__GIVEN EXERCISE__: Convert the collection entries below into a Markdown table with the columns "Row" and "Line," putting each non-blank line of every record in its own numbered row.

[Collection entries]
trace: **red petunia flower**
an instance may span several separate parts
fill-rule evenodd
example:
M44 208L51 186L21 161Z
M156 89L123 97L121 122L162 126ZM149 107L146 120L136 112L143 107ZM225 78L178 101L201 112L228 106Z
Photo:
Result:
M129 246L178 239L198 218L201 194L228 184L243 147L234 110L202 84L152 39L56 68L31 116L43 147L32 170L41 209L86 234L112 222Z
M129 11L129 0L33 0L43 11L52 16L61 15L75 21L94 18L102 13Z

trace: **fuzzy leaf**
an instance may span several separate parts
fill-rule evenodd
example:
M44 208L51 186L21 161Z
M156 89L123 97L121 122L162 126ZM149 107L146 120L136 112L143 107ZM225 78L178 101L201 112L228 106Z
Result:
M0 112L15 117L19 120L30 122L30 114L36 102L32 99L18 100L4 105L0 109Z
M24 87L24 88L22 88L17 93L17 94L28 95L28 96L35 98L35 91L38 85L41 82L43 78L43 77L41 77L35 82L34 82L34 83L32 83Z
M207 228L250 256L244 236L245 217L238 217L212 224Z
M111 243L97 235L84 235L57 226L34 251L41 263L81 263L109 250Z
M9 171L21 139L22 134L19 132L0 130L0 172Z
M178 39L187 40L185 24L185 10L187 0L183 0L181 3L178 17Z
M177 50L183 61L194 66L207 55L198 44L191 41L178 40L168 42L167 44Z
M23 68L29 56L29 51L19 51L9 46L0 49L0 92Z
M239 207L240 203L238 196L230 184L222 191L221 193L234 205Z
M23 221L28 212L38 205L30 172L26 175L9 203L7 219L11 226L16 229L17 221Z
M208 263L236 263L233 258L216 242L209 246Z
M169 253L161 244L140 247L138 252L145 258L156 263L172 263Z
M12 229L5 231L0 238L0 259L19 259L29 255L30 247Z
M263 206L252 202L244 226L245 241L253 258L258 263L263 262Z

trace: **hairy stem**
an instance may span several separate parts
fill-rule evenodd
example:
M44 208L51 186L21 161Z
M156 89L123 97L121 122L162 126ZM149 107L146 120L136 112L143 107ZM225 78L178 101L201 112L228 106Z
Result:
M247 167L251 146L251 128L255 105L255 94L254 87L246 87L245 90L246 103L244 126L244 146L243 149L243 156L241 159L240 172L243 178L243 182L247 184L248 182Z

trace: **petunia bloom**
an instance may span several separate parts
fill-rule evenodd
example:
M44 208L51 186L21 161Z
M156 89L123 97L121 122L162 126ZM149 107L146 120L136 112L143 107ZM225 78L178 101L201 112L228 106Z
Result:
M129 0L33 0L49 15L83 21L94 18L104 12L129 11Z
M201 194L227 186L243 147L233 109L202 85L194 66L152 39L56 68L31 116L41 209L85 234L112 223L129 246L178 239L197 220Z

__EXPECTED ANSWER__:
| Row | Line |
|---|---|
| 1 | trace: **red petunia flower** |
| 2 | an instance may span several separate parts |
| 3 | fill-rule evenodd |
| 4 | example: |
| 5 | M44 208L51 186L21 161Z |
| 6 | M156 89L123 97L121 122L162 126ZM149 107L146 120L136 112L143 107ZM225 78L178 101L201 112L228 106Z |
| 7 | Photo: |
| 8 | Result: |
| 9 | M129 246L178 239L198 218L201 194L228 184L243 147L234 110L202 84L152 39L56 68L31 116L43 147L32 170L41 209L86 234L112 222Z |
| 10 | M129 11L129 0L33 0L43 11L52 16L61 15L75 21L94 18L102 13Z |
| 11 | trace: **fuzzy leaf** |
| 12 | an instance may span several separate parts |
| 13 | fill-rule evenodd |
| 14 | example: |
| 15 | M44 208L51 186L21 161Z |
| 16 | M156 89L123 97L121 122L162 126ZM149 107L146 120L136 112L143 107ZM225 78L178 101L201 112L228 106Z |
| 17 | Result: |
| 18 | M0 112L15 117L19 120L30 122L30 114L36 102L32 99L18 100L4 105L0 109Z |
| 19 | M24 87L24 88L22 88L17 93L17 94L28 95L28 96L35 98L35 91L38 85L41 82L43 78L43 77L41 77L35 82L34 82L34 83L32 83Z |
| 20 | M207 228L250 256L244 236L245 217L238 217L212 224Z |
| 21 | M111 243L97 235L84 235L57 226L34 251L41 263L81 263L109 250Z |
| 22 | M9 171L21 139L22 134L19 132L0 130L0 172Z |
| 23 | M178 39L187 40L185 24L185 10L187 0L183 0L181 3L178 17Z |
| 24 | M177 50L183 61L194 66L207 55L198 44L191 41L178 40L168 42L167 44Z |
| 25 | M23 68L29 56L29 51L19 51L9 46L0 49L0 92Z |
| 26 | M239 207L240 203L238 196L230 184L222 191L221 193L234 205Z |
| 27 | M23 221L28 212L38 205L30 172L26 175L9 203L7 219L11 226L16 229L17 221Z |
| 28 | M208 263L236 263L233 258L216 242L209 246Z |
| 29 | M169 253L161 244L140 247L138 252L145 258L156 263L172 263Z |
| 30 | M12 229L5 231L0 238L0 259L19 259L29 255L30 247Z |
| 31 | M263 206L252 202L244 226L245 241L253 258L258 263L263 262Z |
| 32 | trace: **hairy stem** |
| 33 | an instance may span several separate parts |
| 34 | fill-rule evenodd |
| 35 | example: |
| 36 | M44 208L51 186L21 161Z |
| 37 | M156 89L123 97L121 122L162 126ZM149 107L146 120L136 112L143 107ZM225 78L178 101L201 112L228 106Z |
| 38 | Result: |
| 39 | M247 167L251 146L251 128L255 105L255 94L254 87L246 87L245 90L246 103L244 126L244 146L243 149L243 156L241 159L240 172L243 178L243 182L247 184L248 182Z |
| 40 | trace: **petunia bloom** |
| 41 | an instance may span several separate parts |
| 42 | fill-rule evenodd |
| 43 | example: |
| 44 | M44 208L51 186L21 161Z |
| 45 | M156 89L123 97L121 122L162 126ZM149 107L146 120L136 112L143 107ZM225 78L178 101L201 112L228 106Z |
| 46 | Result: |
| 47 | M129 0L33 0L49 15L83 21L94 18L104 12L129 11Z |
| 48 | M201 194L227 186L243 147L233 109L202 85L194 66L152 39L56 68L31 116L41 209L85 234L112 223L129 246L178 239L197 220Z |